[start Stored records]

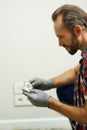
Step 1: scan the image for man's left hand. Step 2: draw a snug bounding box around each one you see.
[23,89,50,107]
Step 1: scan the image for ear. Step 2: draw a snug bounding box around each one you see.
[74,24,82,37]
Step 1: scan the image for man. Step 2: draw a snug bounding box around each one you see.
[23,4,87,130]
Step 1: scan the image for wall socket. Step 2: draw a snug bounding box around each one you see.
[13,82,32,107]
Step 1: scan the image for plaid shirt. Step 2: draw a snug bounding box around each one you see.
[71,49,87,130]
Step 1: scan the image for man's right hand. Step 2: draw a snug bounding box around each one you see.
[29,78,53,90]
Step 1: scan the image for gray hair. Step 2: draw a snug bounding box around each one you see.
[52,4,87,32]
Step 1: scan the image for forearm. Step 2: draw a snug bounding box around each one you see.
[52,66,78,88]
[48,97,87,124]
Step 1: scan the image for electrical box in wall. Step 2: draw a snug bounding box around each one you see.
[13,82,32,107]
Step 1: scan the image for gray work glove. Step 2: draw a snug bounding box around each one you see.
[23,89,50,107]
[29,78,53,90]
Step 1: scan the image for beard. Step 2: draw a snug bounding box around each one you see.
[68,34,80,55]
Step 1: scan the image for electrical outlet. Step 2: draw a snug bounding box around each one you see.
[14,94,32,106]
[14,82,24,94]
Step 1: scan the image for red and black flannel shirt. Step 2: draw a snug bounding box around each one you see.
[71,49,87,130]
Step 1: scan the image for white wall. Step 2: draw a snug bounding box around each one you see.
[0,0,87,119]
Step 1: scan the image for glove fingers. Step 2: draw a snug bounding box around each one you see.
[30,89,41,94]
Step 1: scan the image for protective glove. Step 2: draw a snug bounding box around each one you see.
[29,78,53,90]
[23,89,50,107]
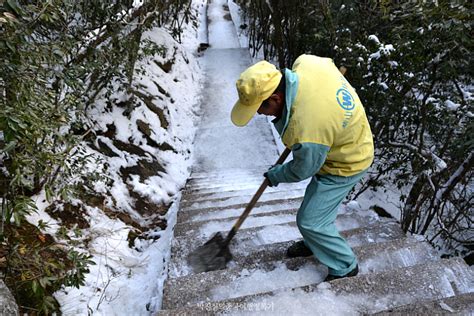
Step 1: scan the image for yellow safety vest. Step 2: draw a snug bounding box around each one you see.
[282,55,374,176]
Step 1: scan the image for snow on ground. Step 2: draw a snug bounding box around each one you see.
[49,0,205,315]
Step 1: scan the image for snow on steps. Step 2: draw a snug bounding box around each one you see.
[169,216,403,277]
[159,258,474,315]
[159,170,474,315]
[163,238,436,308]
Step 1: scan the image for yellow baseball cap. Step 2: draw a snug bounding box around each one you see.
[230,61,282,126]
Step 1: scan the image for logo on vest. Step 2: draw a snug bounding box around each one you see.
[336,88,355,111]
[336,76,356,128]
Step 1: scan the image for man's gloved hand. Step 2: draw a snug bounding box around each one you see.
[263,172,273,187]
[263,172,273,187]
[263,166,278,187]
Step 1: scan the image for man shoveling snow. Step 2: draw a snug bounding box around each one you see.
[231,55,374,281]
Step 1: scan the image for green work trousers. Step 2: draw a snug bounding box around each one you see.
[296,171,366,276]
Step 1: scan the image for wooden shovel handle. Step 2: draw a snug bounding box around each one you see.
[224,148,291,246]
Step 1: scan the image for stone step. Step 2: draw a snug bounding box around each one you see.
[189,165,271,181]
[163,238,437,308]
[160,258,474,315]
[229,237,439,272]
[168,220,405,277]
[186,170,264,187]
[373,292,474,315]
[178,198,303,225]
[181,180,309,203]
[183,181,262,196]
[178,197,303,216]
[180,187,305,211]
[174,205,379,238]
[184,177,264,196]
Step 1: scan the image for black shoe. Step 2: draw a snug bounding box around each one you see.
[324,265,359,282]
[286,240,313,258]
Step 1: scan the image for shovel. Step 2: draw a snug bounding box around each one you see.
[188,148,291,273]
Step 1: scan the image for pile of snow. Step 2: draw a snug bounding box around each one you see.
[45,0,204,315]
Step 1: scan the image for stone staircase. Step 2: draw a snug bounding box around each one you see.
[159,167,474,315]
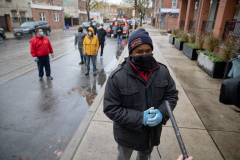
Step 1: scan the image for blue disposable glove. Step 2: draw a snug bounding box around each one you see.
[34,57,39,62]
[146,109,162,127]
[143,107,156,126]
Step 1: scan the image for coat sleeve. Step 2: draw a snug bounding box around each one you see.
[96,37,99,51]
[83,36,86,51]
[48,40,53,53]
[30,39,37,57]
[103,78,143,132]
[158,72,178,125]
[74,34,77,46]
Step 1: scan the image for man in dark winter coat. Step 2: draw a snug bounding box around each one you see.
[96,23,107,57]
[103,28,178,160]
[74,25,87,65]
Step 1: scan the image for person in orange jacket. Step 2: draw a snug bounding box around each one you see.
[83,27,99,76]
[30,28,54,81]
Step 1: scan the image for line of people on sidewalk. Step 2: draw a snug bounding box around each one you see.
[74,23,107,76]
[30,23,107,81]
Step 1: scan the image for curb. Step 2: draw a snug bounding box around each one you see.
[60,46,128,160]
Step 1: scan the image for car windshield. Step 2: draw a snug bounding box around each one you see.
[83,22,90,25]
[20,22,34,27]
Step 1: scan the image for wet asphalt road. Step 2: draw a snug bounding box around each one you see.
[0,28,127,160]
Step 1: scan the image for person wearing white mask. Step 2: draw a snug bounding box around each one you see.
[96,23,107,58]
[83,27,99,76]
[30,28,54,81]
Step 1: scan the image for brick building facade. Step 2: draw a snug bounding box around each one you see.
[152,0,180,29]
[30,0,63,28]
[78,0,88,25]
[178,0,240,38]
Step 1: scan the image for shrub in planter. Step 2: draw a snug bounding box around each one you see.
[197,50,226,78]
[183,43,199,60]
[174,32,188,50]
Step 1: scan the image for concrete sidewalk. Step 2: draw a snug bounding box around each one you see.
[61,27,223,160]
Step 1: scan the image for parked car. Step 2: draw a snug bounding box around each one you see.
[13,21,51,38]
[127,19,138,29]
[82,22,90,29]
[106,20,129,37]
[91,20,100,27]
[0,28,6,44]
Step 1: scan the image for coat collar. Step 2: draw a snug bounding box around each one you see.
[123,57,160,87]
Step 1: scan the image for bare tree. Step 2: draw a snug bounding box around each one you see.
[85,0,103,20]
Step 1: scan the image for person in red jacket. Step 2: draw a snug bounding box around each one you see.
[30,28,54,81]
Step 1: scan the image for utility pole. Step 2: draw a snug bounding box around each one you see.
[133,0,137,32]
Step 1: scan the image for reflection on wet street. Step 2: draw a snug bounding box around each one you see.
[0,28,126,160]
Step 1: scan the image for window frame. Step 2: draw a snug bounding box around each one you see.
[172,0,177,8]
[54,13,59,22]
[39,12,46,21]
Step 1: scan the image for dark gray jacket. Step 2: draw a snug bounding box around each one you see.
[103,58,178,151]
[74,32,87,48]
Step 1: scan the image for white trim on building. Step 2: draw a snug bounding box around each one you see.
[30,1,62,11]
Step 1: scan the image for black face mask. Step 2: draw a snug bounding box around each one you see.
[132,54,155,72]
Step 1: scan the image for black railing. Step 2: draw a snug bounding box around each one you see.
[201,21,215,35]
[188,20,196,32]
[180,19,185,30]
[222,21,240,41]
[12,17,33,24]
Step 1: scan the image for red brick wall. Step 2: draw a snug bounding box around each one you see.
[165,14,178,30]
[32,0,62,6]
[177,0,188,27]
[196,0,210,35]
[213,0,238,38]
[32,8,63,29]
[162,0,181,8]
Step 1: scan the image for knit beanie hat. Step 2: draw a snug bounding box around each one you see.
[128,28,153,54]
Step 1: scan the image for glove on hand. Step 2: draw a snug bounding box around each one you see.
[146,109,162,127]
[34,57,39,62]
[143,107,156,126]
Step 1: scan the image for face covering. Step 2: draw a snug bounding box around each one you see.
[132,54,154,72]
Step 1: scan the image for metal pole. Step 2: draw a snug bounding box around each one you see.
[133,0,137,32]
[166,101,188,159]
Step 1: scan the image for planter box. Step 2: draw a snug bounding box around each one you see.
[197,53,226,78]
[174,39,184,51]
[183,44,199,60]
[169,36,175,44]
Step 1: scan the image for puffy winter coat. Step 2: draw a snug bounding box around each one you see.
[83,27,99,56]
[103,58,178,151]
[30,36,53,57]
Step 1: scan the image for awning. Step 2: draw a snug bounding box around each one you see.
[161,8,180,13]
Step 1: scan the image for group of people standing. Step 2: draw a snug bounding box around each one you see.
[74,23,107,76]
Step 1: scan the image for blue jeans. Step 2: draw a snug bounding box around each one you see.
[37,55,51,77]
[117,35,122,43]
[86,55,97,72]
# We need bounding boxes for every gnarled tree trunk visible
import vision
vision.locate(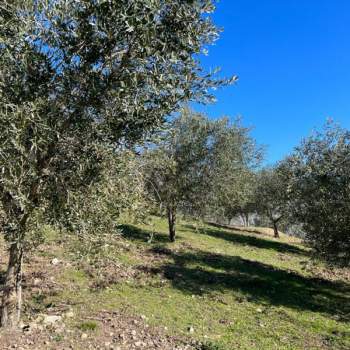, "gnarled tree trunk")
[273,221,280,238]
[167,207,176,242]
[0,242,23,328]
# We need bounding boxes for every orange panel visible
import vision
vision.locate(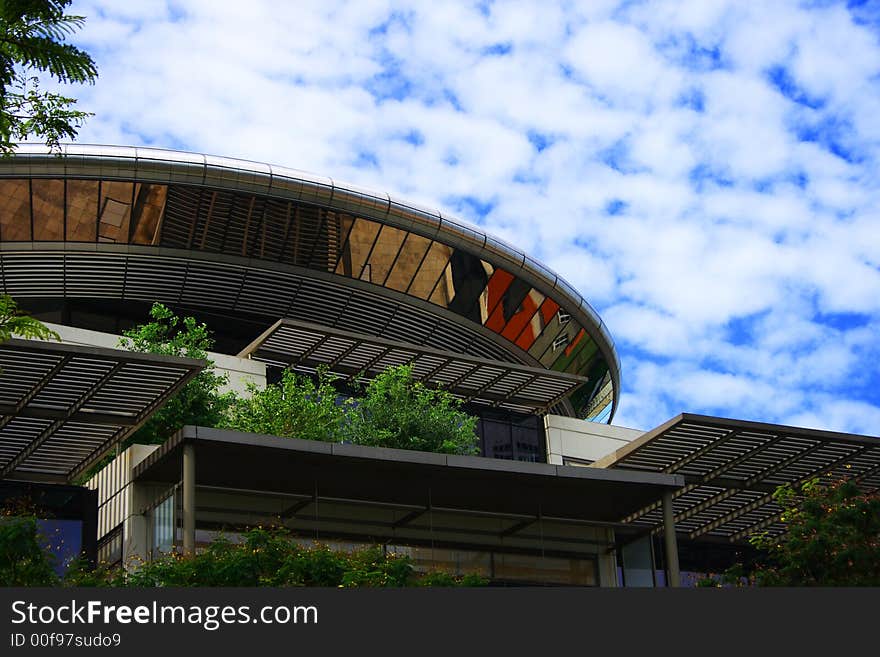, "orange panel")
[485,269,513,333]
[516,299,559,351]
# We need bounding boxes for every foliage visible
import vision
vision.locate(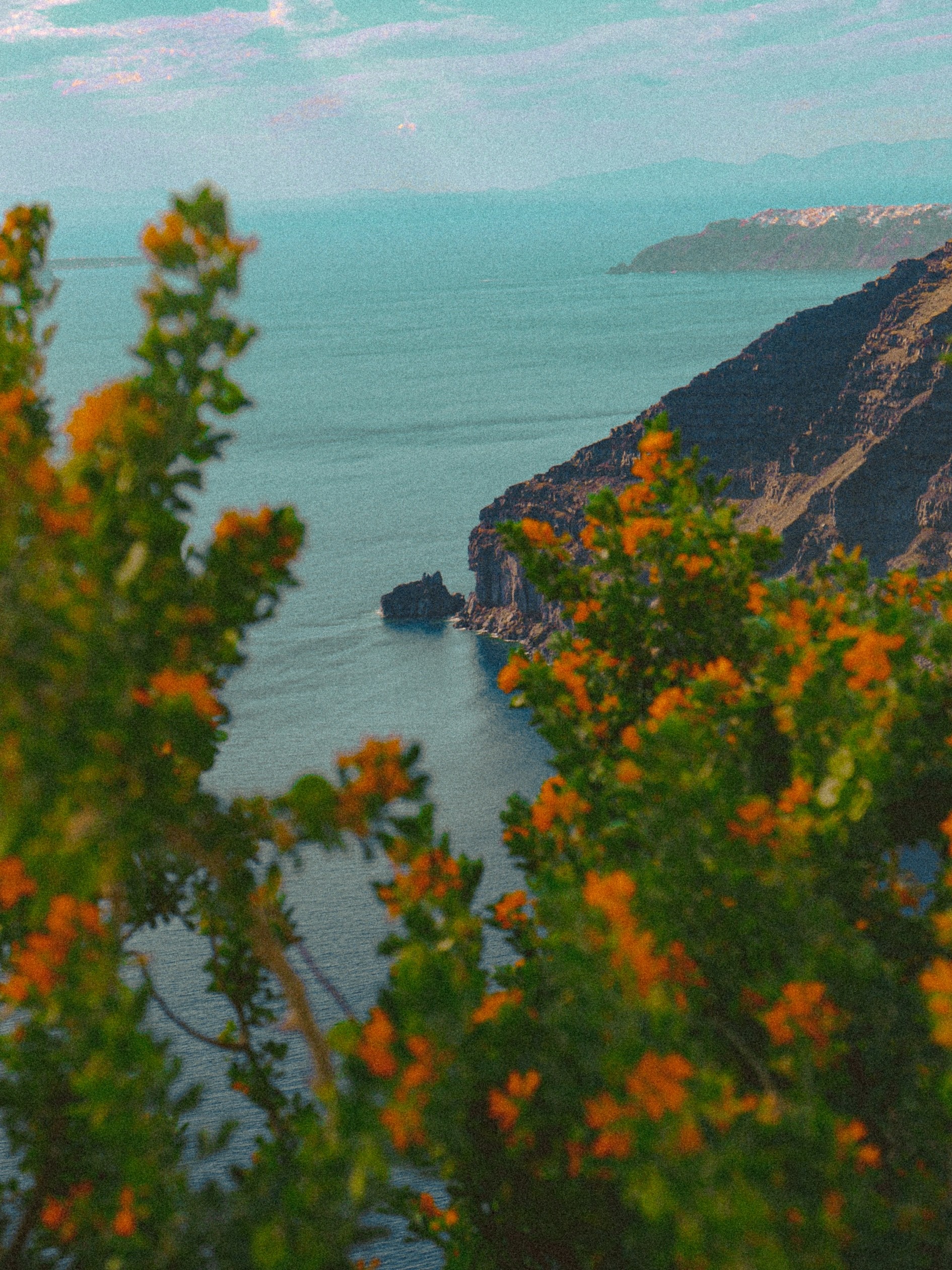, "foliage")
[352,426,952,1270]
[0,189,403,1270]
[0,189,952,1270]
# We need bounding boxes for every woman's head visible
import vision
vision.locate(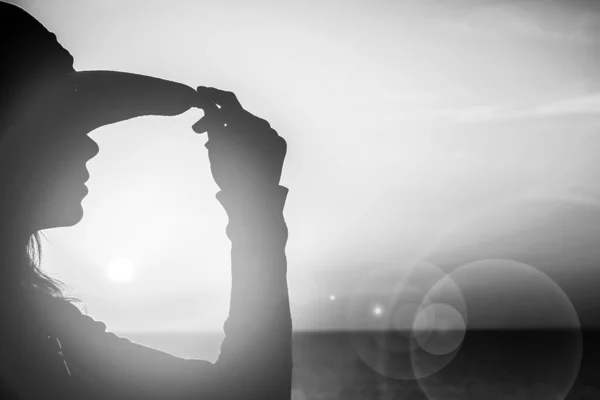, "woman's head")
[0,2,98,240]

[end Stored records]

Rewrite the lines from the one containing "Step 1: scan the image for green" through the one containing "[286,240,313,258]" as a Markdown table with the columns "No." and "Line", numbering each line and leaving out any blank lines.

| No. | Line |
|---|---|
| 1 | Step 1: scan the image for green work trousers. Step 2: draw a snug bounding box around each one you see. |
| 2 | [296,171,366,276] |
| 3 | Step 1: scan the image for wooden shovel handle. Step 2: draw a snug bounding box around each one you see. |
| 4 | [224,148,291,246] |
| 5 | Step 1: scan the image for stone step. Step 2: draw a snug bounding box around each one you see. |
| 6 | [189,165,271,181] |
| 7 | [163,238,437,308] |
| 8 | [160,258,474,315] |
| 9 | [229,237,439,272] |
| 10 | [168,220,405,277] |
| 11 | [186,170,264,187] |
| 12 | [373,292,474,315] |
| 13 | [178,198,303,225] |
| 14 | [181,180,309,203] |
| 15 | [183,181,262,196] |
| 16 | [178,197,303,216] |
| 17 | [180,187,305,211] |
| 18 | [174,205,379,238] |
| 19 | [184,177,264,196] |
| 20 | Step 1: scan the image for black shoe. Step 2: draw a snug bounding box around each one you see. |
| 21 | [324,265,359,282] |
| 22 | [286,240,313,258] |